GOAL OF THE EXERCISE => When you reach the line containing "Find the building" in the data below, begin returning lines exactly as written, and stop once the line containing "Find the silver" has been returned.

DATA RECORDS =>
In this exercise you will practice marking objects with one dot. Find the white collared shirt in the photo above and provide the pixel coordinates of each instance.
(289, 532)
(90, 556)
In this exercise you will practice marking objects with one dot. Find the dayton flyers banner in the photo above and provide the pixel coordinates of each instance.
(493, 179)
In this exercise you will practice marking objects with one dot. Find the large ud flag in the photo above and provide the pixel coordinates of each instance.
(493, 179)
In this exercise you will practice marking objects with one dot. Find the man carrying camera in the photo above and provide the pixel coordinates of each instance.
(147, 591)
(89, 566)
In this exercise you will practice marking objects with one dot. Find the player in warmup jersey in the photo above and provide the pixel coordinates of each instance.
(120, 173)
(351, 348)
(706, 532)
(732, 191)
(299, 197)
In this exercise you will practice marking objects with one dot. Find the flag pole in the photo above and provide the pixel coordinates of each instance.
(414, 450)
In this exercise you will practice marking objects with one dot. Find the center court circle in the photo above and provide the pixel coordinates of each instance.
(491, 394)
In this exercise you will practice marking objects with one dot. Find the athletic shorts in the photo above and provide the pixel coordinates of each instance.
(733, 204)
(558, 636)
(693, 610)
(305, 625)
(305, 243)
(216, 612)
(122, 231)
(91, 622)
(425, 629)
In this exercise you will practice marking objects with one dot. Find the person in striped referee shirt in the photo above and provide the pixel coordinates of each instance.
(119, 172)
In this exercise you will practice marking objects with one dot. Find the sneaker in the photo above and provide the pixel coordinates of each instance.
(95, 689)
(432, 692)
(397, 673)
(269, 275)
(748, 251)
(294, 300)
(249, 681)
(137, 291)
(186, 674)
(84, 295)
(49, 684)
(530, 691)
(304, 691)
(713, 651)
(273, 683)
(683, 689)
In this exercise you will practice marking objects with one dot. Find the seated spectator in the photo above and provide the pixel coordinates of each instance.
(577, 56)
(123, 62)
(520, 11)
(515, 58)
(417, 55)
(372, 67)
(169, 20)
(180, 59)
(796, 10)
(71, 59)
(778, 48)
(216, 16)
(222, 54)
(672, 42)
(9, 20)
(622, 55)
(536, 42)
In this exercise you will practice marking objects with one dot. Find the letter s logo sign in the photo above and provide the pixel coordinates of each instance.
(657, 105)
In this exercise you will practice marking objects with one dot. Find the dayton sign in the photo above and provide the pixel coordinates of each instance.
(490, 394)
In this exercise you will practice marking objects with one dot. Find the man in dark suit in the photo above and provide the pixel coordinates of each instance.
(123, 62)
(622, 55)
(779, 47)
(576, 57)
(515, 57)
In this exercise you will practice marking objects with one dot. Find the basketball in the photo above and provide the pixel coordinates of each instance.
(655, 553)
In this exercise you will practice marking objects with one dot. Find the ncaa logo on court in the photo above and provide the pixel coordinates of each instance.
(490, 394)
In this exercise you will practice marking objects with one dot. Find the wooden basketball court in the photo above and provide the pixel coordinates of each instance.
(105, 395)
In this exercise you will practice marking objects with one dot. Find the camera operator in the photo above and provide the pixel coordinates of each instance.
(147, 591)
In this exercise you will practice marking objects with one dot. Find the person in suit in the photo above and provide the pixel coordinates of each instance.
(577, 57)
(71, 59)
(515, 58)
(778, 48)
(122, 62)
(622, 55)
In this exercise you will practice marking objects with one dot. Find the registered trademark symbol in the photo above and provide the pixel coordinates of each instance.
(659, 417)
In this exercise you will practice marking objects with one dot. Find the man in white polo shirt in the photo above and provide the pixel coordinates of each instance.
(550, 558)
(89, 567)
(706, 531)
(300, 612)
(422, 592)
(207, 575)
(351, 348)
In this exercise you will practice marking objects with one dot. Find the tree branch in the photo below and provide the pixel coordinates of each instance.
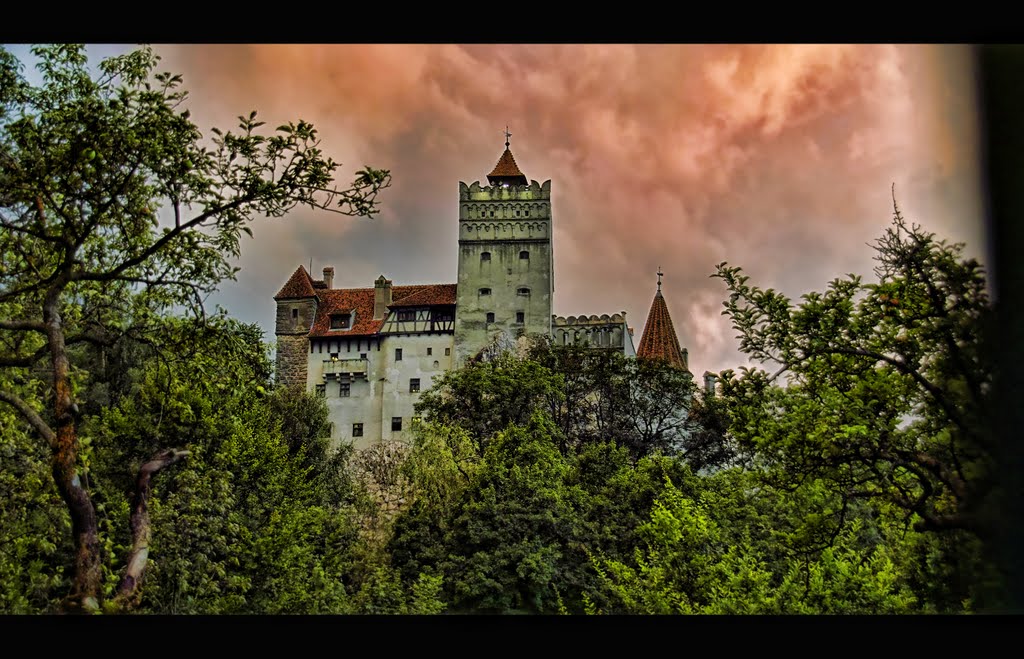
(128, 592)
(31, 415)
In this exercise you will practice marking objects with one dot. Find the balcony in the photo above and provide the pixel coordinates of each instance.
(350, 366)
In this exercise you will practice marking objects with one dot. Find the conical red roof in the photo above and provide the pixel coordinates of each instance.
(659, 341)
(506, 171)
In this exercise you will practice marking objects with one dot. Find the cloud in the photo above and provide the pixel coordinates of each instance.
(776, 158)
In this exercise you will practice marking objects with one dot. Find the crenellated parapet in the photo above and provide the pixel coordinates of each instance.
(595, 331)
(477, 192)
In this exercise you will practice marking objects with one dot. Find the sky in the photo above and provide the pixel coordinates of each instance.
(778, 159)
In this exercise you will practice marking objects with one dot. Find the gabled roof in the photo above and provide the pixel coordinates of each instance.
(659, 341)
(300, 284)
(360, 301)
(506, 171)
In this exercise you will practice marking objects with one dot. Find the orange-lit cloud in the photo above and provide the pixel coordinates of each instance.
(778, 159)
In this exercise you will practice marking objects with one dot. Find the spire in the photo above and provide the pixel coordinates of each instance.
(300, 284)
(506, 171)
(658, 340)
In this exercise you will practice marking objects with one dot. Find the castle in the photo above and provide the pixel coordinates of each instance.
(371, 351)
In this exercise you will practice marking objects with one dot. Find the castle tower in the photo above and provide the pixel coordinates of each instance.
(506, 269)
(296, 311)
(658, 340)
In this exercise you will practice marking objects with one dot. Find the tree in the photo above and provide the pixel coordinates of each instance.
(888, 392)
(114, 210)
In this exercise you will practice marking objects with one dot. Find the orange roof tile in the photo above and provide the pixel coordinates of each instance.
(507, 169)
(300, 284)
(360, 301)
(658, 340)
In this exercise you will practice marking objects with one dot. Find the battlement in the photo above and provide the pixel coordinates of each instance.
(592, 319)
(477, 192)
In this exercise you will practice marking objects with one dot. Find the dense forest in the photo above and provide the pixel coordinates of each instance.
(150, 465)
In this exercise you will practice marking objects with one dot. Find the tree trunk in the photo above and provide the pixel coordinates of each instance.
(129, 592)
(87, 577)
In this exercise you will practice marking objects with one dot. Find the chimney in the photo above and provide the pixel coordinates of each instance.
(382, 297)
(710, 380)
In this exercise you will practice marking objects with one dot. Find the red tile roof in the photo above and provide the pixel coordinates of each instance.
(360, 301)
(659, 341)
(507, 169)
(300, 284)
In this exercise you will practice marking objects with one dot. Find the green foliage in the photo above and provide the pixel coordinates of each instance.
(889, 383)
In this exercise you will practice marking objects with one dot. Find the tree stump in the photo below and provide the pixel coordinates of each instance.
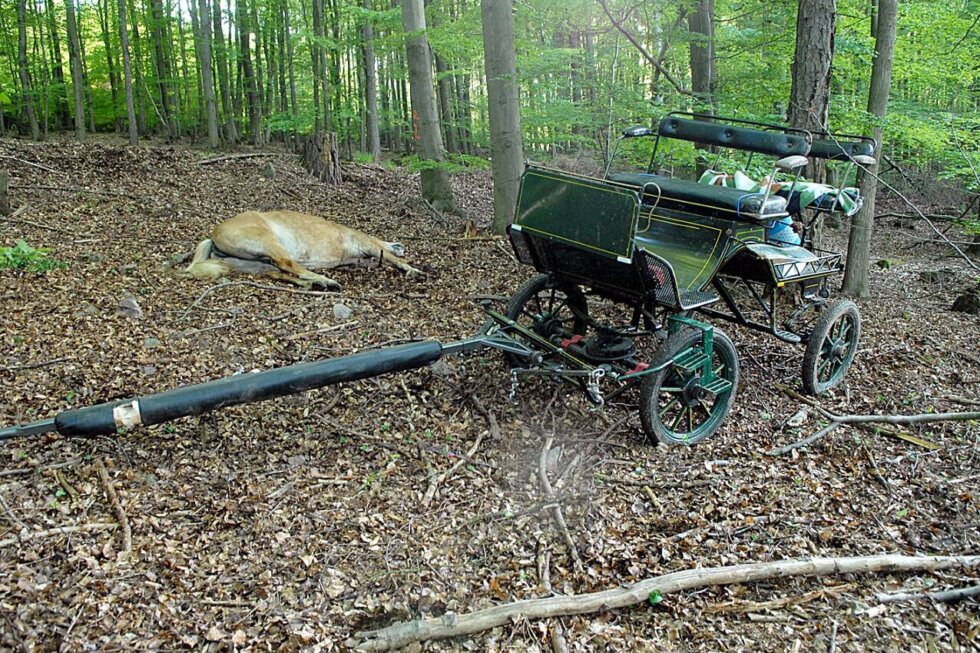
==
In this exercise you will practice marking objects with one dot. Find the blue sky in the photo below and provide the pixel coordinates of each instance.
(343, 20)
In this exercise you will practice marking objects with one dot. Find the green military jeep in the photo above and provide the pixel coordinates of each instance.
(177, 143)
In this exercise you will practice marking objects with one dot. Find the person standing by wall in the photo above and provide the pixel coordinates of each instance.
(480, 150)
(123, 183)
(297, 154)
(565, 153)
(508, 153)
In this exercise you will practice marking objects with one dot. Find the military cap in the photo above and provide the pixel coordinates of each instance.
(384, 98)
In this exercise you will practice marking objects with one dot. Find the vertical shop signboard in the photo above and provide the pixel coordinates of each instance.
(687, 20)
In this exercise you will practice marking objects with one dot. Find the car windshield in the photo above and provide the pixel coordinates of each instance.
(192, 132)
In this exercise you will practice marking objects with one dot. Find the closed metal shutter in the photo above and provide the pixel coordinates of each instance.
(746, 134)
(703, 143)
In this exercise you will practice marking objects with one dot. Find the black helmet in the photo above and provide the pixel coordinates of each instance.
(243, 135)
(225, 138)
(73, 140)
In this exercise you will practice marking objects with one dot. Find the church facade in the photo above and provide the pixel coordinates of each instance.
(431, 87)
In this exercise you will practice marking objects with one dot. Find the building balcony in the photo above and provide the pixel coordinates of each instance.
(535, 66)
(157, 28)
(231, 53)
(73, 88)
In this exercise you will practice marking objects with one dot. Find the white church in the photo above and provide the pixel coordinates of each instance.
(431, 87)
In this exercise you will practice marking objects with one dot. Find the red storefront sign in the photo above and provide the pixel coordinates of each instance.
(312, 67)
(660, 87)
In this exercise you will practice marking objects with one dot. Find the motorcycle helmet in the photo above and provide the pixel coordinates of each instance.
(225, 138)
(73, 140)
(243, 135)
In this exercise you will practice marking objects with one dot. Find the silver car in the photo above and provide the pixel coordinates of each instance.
==
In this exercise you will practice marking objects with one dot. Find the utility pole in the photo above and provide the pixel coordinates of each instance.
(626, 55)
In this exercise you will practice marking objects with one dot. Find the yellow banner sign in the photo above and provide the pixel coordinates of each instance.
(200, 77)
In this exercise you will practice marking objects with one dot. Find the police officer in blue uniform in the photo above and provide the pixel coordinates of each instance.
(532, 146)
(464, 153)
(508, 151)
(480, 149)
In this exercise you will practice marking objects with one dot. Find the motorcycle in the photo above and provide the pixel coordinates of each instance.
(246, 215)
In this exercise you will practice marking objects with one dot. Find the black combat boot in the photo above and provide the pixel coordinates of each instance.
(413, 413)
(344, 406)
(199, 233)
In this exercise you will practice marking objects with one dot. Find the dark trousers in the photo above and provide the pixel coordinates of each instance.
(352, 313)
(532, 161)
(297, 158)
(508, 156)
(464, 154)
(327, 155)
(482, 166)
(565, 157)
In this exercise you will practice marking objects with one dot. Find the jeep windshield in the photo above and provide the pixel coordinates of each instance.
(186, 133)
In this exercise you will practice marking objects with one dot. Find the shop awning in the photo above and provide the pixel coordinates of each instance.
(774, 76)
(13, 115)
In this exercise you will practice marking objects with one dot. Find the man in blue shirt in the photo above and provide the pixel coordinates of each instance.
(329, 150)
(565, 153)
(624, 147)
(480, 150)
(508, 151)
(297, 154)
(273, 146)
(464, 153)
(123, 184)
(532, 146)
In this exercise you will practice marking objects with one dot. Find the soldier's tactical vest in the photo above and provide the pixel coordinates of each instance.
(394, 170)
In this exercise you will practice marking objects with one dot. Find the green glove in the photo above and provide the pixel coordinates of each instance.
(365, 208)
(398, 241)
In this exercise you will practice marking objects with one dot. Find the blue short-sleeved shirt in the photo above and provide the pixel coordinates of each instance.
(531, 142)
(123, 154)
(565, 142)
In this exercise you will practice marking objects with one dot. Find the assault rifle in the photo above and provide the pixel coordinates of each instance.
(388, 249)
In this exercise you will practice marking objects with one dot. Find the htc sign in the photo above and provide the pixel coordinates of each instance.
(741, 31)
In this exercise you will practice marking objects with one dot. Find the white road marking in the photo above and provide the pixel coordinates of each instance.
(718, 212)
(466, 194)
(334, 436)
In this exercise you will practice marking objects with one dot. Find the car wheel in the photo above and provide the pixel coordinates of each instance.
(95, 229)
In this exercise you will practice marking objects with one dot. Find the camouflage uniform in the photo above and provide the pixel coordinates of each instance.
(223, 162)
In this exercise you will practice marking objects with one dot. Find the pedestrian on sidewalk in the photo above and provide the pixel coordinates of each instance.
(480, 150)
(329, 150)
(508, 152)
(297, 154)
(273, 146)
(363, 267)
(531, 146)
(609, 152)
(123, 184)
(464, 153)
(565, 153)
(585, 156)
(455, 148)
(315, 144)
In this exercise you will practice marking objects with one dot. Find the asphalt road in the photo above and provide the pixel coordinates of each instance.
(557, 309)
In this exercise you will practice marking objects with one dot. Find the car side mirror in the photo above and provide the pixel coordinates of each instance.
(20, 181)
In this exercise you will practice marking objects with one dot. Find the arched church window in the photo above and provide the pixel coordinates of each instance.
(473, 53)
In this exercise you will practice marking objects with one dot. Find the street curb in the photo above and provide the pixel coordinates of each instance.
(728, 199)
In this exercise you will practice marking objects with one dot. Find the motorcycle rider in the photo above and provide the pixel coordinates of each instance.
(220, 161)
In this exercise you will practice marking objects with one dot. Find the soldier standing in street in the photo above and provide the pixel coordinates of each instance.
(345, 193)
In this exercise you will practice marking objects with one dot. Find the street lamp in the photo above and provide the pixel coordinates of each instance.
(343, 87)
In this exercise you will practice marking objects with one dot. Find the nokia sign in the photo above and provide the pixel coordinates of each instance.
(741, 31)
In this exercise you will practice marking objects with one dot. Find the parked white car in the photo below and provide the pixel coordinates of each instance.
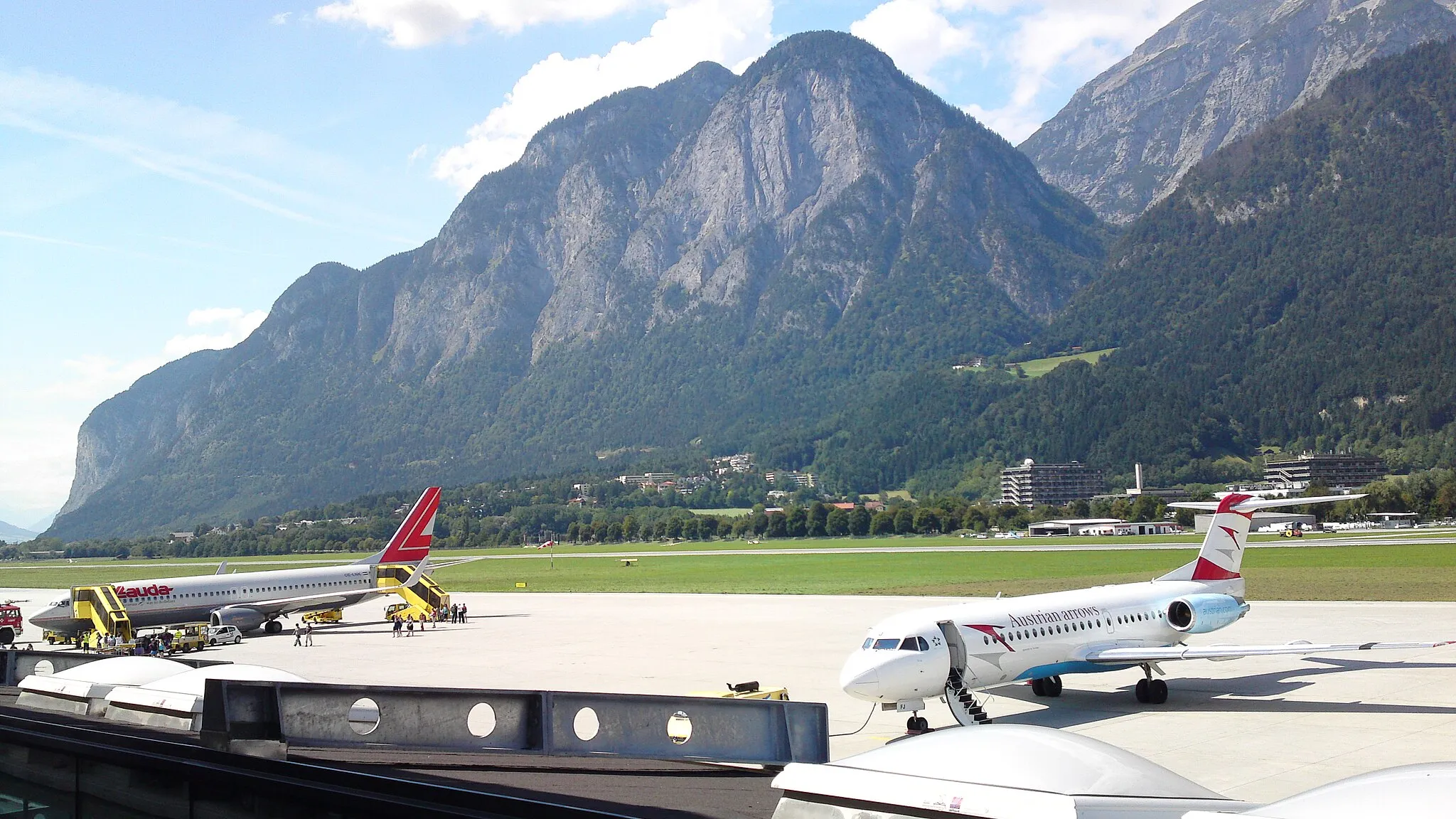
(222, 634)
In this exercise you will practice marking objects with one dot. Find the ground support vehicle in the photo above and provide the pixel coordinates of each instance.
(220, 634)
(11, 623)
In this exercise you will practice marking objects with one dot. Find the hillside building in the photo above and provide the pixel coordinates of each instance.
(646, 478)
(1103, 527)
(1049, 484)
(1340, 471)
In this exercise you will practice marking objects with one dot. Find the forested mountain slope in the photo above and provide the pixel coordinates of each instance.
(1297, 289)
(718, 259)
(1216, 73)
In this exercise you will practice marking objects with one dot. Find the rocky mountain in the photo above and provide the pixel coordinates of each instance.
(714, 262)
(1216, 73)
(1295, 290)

WRITTEN ANSWER =>
In this exercise you will practice marking objects with one dot. Find the building balcony in the photo above and provide the pixel coordinates of each instance.
(535, 66)
(157, 28)
(231, 53)
(73, 88)
In this exercise you will practice marking objects with one dot. Find the white church in the photo above and provide the pixel coordinates of each instance.
(431, 87)
In this exercise you will practice marking objects with one dot. Find the red storefront sign in the photo above and provide the pixel coordinates of each instance.
(312, 67)
(660, 87)
In this exercise you will practice marking objects with one dot. Find the motorcycle helmet in the photo above and provide the pixel coordinates of each instance.
(225, 138)
(73, 140)
(243, 135)
In this exercise you will practice marking objects with one dot. Find the silver car in the photo above and provide the pixel coordinates of each instance.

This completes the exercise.